━━━━━ SUPPLIED INFORMATION

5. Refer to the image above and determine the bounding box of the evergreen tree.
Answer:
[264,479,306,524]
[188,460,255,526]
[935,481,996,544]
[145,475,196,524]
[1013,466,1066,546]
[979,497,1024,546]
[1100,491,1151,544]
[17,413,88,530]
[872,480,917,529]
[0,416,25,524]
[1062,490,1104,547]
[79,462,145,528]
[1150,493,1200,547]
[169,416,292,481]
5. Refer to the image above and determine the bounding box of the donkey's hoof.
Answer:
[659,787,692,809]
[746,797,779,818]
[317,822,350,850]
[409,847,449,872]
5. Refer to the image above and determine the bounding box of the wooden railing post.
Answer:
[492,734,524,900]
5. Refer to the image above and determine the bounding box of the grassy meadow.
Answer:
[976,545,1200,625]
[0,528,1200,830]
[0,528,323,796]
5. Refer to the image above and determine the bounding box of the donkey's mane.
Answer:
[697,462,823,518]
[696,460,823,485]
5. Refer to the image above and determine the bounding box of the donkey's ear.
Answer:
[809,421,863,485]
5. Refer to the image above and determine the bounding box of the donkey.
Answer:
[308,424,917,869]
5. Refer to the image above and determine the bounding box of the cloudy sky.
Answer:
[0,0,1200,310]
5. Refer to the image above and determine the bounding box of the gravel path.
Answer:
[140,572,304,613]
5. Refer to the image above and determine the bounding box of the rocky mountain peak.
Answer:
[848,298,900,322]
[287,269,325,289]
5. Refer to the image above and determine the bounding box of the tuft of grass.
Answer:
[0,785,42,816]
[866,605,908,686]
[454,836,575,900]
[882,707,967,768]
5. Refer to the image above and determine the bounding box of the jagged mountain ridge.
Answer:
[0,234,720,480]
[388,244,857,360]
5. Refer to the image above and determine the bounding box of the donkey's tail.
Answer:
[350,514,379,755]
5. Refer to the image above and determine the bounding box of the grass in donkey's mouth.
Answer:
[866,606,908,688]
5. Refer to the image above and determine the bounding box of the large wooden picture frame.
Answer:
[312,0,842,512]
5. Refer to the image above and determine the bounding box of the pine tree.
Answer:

━━━━━━━━━━

OBJECTIVE:
Revise all of the lines above so that each "donkey" becomes "mule", with everything else left unchanged.

WRITTEN SOLUTION:
5. Refer to the image above and determine the bounding box of the evergreen tree.
Answer:
[264,479,306,524]
[188,460,255,526]
[935,481,996,544]
[145,475,196,524]
[1013,466,1066,546]
[979,497,1024,546]
[1100,491,1151,544]
[17,413,88,530]
[872,480,917,529]
[0,416,25,524]
[1062,490,1104,547]
[79,462,145,528]
[1150,493,1200,547]
[169,416,292,481]
5. Refer to the image above and determine the bounding box of the mule's hoof.
Answer:
[659,787,692,809]
[746,797,779,818]
[317,822,350,850]
[409,847,449,872]
5. Refer to the image above and determine the bounding box of the wooden railing post.
Answer:
[492,734,524,900]
5. Refer to the image above and determine the bounding box of the grassy meadow.
Answer:
[976,545,1200,625]
[0,528,1200,830]
[0,528,323,796]
5. Refer to the image above and determine the bounding box of the mule's mane.
Answer:
[697,462,823,518]
[696,460,823,485]
5. Refer to the image above and determine the bounding box of the mule's ear.
Answer:
[809,421,863,485]
5. Refer to the image above and determine the bounding box of the mule.
Answer:
[308,424,917,869]
5. Refer to the image above and determine the bounding box of the cloudy sky.
Answer:
[0,0,1200,310]
5. Refer to the image above and determine the bounding box of the gravel path.
Answer:
[140,572,304,613]
5. Refer to the image above and determine the bounding box of the rocky mountain peak.
Answer:
[848,298,900,322]
[287,269,325,289]
5. Refer to the image above and determine the bounding box of the tuft of grass.
Answer:
[0,785,42,816]
[866,605,908,686]
[454,836,575,900]
[882,707,967,768]
5. Refer to the image above and determine the bounding box of the jagged mountain ridge.
Answer:
[0,234,720,480]
[388,244,857,360]
5. Refer to the image above and determine the bounding box of the mule's tail.
Answer:
[350,514,379,755]
5. Refer to the image above and determine the bounding box of the grass in mule's mouth.
Answer:
[866,606,908,688]
5. Refer to the image above and determine the bounding box of the large wooden picture frame.
Answer:
[312,0,842,512]
5. Refer to the image above and determine the bounding box of the pine tree.
Answer:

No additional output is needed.